#### WORK ORDER:
Report how many lines in the data below hold the string "building". Nothing else should appear in the answer.

------ RECORDED INFORMATION ------

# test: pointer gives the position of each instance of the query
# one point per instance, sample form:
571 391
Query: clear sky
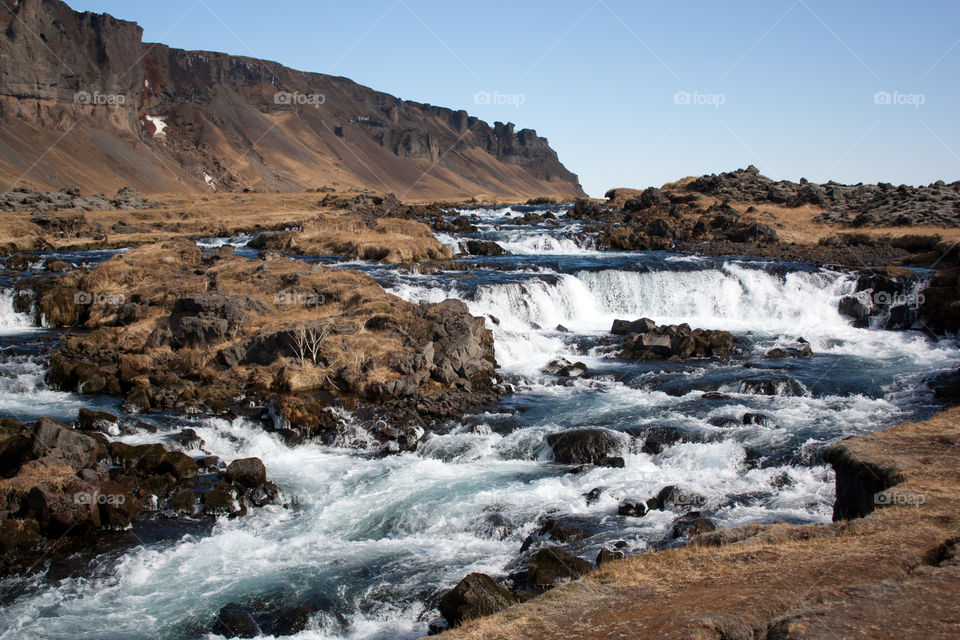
635 93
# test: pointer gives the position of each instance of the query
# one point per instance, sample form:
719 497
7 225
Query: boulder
563 368
475 596
692 524
484 248
633 508
772 387
247 472
586 446
626 327
674 498
233 621
648 341
205 319
290 621
71 509
609 555
857 307
16 447
88 420
179 465
552 565
659 438
59 443
116 504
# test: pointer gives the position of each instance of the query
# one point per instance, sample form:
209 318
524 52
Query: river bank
727 380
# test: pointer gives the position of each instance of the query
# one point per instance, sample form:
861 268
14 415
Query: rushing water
372 541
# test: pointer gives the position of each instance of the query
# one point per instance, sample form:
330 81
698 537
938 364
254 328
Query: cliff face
83 100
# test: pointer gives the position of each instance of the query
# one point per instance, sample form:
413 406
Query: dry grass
35 473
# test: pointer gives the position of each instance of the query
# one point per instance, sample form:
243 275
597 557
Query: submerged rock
692 524
475 596
552 566
647 341
233 621
586 446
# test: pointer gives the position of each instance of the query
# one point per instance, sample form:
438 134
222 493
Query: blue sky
635 93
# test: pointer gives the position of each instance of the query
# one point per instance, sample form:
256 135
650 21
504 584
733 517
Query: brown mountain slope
84 101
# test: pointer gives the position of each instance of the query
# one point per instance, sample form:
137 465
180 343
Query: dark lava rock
673 497
692 524
57 442
857 307
287 622
633 507
772 387
475 596
653 342
248 472
586 446
563 368
659 438
484 248
608 555
233 621
552 565
88 420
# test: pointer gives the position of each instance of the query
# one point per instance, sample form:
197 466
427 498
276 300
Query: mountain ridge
104 110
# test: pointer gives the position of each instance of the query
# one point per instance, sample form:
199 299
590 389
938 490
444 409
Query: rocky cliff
83 100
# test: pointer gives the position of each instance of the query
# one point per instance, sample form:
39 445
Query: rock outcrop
124 112
62 488
174 328
645 340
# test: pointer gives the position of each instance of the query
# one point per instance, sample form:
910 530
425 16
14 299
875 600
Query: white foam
12 322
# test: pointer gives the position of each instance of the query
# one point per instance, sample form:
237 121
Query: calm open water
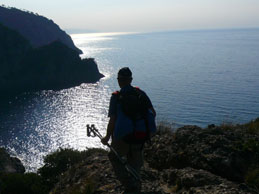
194 77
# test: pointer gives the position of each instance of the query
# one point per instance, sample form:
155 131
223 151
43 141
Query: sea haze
192 77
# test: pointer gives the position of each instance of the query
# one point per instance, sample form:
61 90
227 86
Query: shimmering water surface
198 77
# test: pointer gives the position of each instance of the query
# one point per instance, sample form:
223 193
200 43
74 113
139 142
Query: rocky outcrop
54 66
224 152
190 160
37 29
10 164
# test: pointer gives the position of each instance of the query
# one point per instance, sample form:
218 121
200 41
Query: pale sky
144 15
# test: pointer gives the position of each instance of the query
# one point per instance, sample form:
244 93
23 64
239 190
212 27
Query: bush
29 183
60 161
252 178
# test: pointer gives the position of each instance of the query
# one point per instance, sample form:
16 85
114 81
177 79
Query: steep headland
37 29
217 159
52 66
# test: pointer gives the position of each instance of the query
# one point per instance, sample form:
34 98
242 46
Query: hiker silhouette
131 123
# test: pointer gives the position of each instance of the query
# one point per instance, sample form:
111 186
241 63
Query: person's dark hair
125 73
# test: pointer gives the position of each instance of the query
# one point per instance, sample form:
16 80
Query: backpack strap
116 93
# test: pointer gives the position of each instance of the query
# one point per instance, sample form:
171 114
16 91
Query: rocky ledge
190 160
217 159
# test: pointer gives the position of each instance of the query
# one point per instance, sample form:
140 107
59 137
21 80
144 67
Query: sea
197 77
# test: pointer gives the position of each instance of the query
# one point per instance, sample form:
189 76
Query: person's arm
110 129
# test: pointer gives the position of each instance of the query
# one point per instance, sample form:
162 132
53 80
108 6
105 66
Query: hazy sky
144 15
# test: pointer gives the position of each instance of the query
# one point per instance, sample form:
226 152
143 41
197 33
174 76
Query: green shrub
29 183
252 178
60 161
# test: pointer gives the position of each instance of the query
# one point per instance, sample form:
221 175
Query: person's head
124 77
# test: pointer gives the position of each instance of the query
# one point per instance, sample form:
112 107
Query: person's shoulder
139 90
115 93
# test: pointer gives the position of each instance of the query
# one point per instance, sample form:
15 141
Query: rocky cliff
218 159
37 29
53 66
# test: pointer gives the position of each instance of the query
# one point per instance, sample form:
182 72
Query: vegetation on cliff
54 66
38 30
217 159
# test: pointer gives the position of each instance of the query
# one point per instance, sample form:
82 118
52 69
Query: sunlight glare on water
44 121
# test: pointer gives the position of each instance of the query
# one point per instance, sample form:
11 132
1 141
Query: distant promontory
35 54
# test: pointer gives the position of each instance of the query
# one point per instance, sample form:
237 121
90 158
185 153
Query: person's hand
105 140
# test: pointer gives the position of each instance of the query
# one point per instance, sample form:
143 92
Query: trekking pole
93 132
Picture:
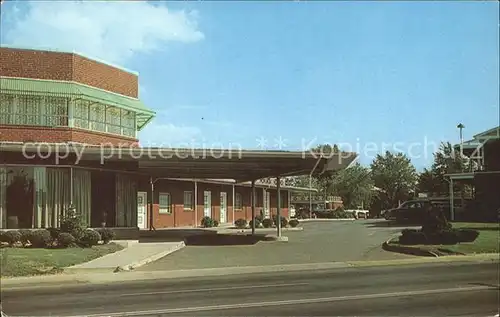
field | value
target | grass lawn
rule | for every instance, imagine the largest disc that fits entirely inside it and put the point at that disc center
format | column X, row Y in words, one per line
column 488, row 240
column 27, row 261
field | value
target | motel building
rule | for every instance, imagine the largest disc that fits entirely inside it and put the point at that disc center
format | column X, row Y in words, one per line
column 68, row 137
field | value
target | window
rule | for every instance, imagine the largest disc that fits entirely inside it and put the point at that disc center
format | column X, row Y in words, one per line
column 164, row 202
column 238, row 203
column 56, row 112
column 188, row 200
column 113, row 118
column 81, row 114
column 98, row 117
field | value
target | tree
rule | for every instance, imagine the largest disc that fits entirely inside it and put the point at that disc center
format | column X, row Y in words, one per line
column 355, row 186
column 447, row 160
column 395, row 175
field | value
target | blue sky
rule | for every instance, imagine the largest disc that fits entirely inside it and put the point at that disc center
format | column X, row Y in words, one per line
column 361, row 74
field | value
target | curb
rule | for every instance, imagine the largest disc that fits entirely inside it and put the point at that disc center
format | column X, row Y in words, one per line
column 150, row 259
column 73, row 280
column 387, row 246
column 323, row 219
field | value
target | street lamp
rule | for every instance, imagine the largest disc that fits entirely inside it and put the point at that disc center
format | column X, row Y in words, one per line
column 461, row 127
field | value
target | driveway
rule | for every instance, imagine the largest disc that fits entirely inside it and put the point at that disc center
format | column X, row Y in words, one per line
column 318, row 242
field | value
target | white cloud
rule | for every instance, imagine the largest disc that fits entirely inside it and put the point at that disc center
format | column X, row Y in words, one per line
column 109, row 30
column 169, row 135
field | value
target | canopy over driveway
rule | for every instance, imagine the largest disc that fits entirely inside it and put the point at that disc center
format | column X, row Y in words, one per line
column 240, row 165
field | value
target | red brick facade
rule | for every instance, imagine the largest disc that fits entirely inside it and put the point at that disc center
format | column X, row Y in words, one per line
column 9, row 133
column 184, row 218
column 36, row 64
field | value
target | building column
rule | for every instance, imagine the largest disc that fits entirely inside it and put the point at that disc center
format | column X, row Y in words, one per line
column 278, row 216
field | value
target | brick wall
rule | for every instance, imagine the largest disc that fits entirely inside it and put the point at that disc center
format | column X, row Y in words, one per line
column 67, row 66
column 180, row 217
column 59, row 135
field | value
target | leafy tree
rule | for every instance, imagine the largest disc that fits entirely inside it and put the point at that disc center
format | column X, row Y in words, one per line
column 447, row 160
column 355, row 186
column 395, row 175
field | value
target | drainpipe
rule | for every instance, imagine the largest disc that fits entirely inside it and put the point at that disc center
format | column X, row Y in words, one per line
column 195, row 204
column 253, row 207
column 310, row 185
column 278, row 210
column 234, row 195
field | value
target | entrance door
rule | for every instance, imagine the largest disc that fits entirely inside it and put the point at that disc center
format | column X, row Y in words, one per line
column 142, row 198
column 223, row 207
column 267, row 205
column 207, row 203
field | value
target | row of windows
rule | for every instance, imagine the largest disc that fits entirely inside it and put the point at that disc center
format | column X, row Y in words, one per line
column 165, row 202
column 53, row 111
column 99, row 117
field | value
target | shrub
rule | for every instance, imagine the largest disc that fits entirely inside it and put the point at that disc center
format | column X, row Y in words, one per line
column 240, row 223
column 207, row 222
column 284, row 221
column 54, row 233
column 258, row 223
column 11, row 237
column 25, row 236
column 106, row 234
column 293, row 223
column 89, row 238
column 467, row 235
column 40, row 238
column 66, row 240
column 267, row 223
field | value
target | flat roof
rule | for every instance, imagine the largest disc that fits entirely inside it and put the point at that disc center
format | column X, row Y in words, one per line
column 240, row 165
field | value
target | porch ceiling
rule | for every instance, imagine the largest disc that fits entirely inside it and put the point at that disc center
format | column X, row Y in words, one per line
column 249, row 165
column 191, row 163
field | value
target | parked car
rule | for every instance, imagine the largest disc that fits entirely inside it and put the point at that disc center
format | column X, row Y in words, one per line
column 412, row 210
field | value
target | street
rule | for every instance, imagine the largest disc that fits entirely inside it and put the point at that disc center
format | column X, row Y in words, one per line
column 425, row 289
column 319, row 242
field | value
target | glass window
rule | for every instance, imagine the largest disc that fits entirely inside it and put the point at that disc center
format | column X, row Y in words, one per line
column 81, row 114
column 238, row 203
column 188, row 200
column 6, row 109
column 113, row 118
column 164, row 202
column 56, row 111
column 98, row 117
column 28, row 110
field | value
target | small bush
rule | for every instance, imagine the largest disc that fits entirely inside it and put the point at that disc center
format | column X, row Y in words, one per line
column 267, row 223
column 89, row 238
column 293, row 223
column 284, row 221
column 11, row 237
column 207, row 222
column 106, row 234
column 54, row 233
column 258, row 223
column 40, row 238
column 25, row 237
column 240, row 223
column 66, row 240
column 467, row 235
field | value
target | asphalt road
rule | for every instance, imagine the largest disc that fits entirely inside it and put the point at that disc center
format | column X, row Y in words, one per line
column 319, row 242
column 417, row 290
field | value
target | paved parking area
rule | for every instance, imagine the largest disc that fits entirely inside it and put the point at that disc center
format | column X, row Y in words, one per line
column 318, row 242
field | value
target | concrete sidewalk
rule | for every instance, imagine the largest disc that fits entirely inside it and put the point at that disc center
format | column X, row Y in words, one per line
column 88, row 278
column 133, row 256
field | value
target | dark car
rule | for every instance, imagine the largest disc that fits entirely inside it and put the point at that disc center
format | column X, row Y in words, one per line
column 412, row 210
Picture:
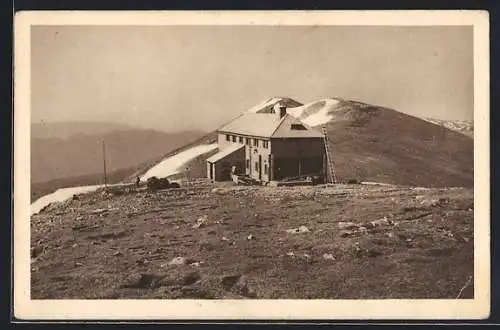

------

#### SOLUTION TO THE PROBLEM:
2